= TRECHO DO TEXTO =
Maurício Lopes adiantou detalhes da repaginação da empresa de pesquisa agropecuária e falou sobre a necessidade de aumentar a captação de recursos privados

07/12/2017 - 15h46minAtualizada em 07/12/2017 - 16h01min

Joana Colussi

Joana Colussi

De São Paulo*
 
Lopes diz que são necessários ajustes, pois o mundo da ciência e da inovação avança em alta velocidade Gerardo Lazzari / Mecânica de Comunicação
 

Há cinco anos à frente de uma das mais respeitadas instituições científicas do país, Maurício Lopes tem nas mãos o desafio de repaginar a Empresa Brasileira de Pesquisa Agropecuária (Embrapa) – em meio a uma das maiores crises de recursos voltados à ciência brasileira. Iniciada neste ano, a modernização começou pela implementação de processos mais ágeis e eficientes na sede da instituição, em Brasília. Em 2018, as mudanças deverão chegar às 46 unidades de pesquisa espalhadas pelo país.

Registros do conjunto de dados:
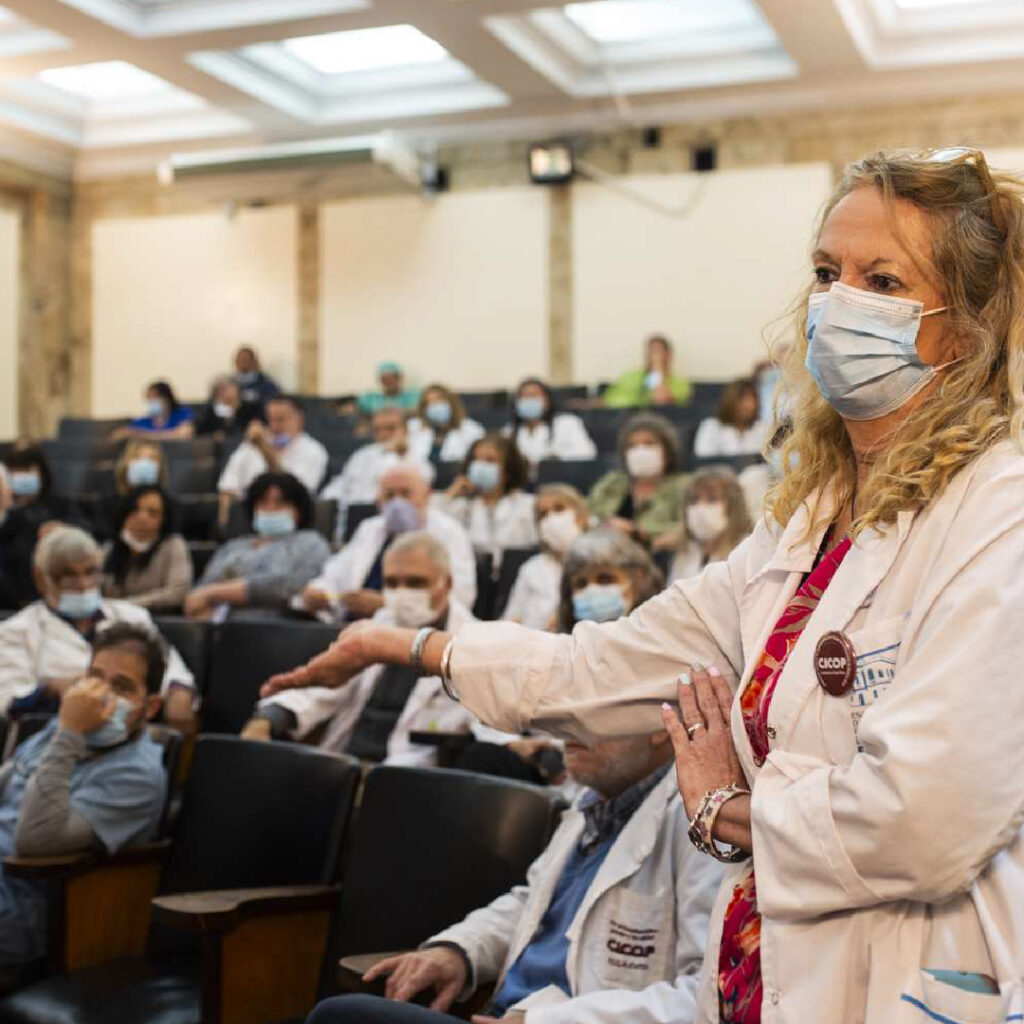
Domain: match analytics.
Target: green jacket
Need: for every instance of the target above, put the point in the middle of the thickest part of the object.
(663, 513)
(631, 391)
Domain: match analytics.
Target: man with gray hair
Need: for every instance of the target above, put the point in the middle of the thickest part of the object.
(46, 646)
(349, 584)
(372, 718)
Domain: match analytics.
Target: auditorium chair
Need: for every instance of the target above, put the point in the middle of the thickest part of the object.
(254, 815)
(247, 650)
(428, 846)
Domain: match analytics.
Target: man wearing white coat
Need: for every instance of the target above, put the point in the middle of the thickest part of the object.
(351, 580)
(610, 926)
(374, 718)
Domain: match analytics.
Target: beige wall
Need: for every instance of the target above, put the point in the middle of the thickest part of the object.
(454, 288)
(711, 279)
(10, 286)
(174, 296)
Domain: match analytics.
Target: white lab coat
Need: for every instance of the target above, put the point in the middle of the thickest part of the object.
(37, 644)
(348, 568)
(565, 438)
(510, 522)
(305, 459)
(651, 882)
(427, 710)
(536, 593)
(358, 482)
(715, 438)
(886, 822)
(457, 441)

= REQUISITOS =
1 > Reproduza fielmente o trecho sobre a Embrapa, desde "De São Paulo*" até "espalhadas pelo país.", incluindo estas últimas palavras.
2 > De acordo com o trecho sobre a Embrapa, a quantas unidades de pesquisa as mudanças deverão chegar em 2018?

= RESPOSTAS DO EXERCÍCIO =
1 >
De São Paulo*
 
Lopes diz que são necessários ajustes, pois o mundo da ciência e da inovação avança em alta velocidade Gerardo Lazzari / Mecânica de Comunicação
 

Há cinco anos à frente de uma das mais respeitadas instituições científicas do país, Maurício Lopes tem nas mãos o desafio de repaginar a Empresa Brasileira de Pesquisa Agropecuária (Embrapa) – em meio a uma das maiores crises de recursos voltados à ciência brasileira. Iniciada neste ano, a modernização começou pela implementação de processos mais ágeis e eficientes na sede da instituição, em Brasília. Em 2018, as mudanças deverão chegar às 46 unidades de pesquisa espalhadas pelo país.

2 > As mudanças deverão chegar às 46 unidades de pesquisa espalhadas pelo país.